> **Stated task**:
Copy out only those lines running from the line with "Highlight-reel tagging: indicate the chalkboard" to the end of the listing, keeping each one exactly as it is.

> **Entries provided**:

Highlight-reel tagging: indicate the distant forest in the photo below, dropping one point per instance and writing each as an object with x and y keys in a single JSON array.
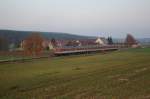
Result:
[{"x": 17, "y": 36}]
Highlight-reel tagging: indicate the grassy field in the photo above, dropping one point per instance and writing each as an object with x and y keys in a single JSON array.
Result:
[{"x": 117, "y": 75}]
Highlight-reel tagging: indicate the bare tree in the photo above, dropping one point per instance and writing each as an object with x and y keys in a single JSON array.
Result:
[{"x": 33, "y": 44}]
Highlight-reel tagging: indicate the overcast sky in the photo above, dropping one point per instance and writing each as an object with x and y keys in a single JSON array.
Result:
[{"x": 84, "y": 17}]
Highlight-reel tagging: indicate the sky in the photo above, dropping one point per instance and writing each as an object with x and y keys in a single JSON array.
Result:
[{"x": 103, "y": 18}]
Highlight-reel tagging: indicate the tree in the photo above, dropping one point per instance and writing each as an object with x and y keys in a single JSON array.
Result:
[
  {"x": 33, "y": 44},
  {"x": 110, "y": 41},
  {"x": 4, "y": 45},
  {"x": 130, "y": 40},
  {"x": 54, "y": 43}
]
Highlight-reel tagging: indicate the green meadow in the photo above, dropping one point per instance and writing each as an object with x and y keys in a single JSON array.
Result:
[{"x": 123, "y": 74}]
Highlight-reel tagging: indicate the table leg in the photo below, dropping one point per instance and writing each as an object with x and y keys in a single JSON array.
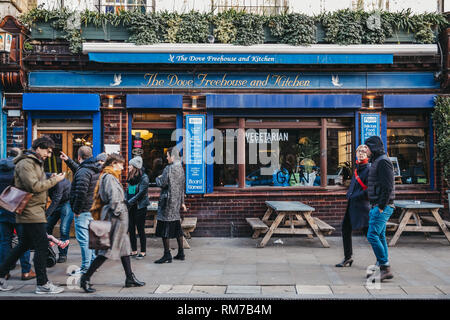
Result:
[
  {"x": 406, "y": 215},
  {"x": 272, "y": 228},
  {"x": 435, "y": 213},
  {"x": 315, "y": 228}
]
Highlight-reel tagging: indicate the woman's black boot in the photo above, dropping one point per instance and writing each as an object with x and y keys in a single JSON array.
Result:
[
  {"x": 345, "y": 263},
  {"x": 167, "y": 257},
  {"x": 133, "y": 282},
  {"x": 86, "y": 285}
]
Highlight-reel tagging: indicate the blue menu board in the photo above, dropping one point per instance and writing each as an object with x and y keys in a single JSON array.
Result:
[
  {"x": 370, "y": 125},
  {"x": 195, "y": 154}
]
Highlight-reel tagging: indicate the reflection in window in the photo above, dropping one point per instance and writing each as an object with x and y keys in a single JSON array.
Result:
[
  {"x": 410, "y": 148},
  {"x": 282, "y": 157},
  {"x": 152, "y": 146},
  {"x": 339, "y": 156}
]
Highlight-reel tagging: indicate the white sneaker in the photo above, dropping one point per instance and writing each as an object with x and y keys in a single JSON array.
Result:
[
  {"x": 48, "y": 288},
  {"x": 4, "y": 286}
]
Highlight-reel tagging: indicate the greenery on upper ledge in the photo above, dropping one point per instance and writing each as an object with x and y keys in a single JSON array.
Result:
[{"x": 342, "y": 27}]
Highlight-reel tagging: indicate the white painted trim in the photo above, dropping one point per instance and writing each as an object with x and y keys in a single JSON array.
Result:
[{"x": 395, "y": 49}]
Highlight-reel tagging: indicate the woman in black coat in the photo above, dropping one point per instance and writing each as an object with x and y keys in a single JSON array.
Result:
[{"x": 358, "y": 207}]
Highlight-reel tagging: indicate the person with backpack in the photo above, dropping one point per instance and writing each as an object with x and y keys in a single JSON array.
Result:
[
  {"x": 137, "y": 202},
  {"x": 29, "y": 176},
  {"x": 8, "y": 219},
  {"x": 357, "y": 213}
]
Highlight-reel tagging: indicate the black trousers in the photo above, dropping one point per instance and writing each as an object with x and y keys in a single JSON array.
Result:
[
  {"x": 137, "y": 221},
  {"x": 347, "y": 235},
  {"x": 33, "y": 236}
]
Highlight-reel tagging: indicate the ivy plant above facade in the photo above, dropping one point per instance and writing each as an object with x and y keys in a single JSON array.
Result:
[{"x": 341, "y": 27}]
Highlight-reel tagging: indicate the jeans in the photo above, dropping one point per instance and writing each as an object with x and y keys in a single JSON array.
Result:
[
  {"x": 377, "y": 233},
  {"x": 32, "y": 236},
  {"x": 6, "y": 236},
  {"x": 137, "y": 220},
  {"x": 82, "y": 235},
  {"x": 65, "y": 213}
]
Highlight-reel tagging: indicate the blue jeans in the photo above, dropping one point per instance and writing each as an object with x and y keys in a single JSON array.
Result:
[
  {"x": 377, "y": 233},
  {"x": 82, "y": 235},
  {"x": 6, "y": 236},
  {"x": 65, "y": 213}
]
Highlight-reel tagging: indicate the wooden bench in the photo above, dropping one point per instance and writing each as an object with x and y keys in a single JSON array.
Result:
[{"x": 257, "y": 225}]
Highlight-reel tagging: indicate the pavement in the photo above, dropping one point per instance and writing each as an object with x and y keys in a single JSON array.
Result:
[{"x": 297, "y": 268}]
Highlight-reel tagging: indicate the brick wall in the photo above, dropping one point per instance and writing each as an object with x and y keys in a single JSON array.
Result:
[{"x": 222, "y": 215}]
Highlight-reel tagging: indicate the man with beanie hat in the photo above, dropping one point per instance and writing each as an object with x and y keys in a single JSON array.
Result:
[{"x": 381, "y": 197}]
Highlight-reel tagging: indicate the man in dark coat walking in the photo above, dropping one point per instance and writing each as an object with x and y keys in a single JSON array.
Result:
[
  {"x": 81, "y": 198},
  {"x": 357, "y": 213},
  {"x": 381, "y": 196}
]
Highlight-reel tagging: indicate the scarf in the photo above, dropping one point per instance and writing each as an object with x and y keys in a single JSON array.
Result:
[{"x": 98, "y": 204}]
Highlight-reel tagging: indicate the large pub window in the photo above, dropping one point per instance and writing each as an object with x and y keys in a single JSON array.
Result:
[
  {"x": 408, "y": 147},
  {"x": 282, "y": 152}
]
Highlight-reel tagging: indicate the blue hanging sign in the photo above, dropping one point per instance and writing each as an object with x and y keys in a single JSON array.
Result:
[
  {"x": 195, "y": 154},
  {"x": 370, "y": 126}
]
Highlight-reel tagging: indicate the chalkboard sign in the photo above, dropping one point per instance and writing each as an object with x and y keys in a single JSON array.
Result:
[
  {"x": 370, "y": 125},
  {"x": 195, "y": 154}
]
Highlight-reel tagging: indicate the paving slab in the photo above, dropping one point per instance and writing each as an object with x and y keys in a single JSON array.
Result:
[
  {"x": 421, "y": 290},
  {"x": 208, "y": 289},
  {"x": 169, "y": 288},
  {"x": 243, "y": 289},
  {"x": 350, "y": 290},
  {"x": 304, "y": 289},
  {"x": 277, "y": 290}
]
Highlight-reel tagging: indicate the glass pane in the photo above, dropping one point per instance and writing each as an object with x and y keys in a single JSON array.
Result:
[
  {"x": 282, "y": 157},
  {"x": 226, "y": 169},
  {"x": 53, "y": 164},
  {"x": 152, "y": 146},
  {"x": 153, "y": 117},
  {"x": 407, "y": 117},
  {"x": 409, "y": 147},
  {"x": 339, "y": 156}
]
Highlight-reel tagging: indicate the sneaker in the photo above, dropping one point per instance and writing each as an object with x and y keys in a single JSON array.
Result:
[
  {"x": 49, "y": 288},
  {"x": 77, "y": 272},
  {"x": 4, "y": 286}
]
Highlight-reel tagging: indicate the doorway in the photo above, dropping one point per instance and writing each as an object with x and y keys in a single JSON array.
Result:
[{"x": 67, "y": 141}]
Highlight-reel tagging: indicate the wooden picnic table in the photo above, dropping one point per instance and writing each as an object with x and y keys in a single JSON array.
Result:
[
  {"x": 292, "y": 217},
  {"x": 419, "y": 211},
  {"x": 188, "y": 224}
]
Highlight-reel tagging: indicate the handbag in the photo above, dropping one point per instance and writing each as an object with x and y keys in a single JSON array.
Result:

> **Solution to this task**:
Highlight-reel tagging: indicate the chalkboard sign in the photo above, dropping one point per instance and writing each as an object with x and y keys in a single JSON array.
Result:
[
  {"x": 370, "y": 125},
  {"x": 195, "y": 154}
]
Highlight-reel tagging: indicate the paving slab in the photo above, dropping one point per instance and writing each as an object with x and y keys in a single JSON array.
Result:
[
  {"x": 421, "y": 290},
  {"x": 208, "y": 289},
  {"x": 169, "y": 288},
  {"x": 243, "y": 289},
  {"x": 350, "y": 290},
  {"x": 304, "y": 289},
  {"x": 277, "y": 290}
]
Highlight-reel tagging: indicate the glass pane in the photo above, dropping one point per instance and writing each as an object with x and y keys in a single JSON array.
Result:
[
  {"x": 282, "y": 157},
  {"x": 226, "y": 169},
  {"x": 53, "y": 164},
  {"x": 152, "y": 146},
  {"x": 153, "y": 117},
  {"x": 407, "y": 117},
  {"x": 409, "y": 147},
  {"x": 339, "y": 156}
]
Highlight-reel tagging: indicate the sneaker in the photo above, dropping one point per instance and writing each as an object with x and y keys in a single JSON array.
Result:
[
  {"x": 49, "y": 288},
  {"x": 77, "y": 272},
  {"x": 4, "y": 286}
]
Highlight-reel tagging: indicate the doorway in the photo above, dropping one point per instance and writing each as an object with x and y keys in a single JSON array.
Result:
[{"x": 67, "y": 141}]
Highlight-reel tagging: indicate the wooden picnic table in the photo above, dropping one point per instance and writing each as an object with x and y keys in a single JSON array.
Result:
[
  {"x": 292, "y": 217},
  {"x": 419, "y": 211},
  {"x": 188, "y": 224}
]
Highlight-reel tagging: indicate the handbag in the photo above, dropping one point per instance and writing each as an object with x and y keys in a single JSON array.
Result:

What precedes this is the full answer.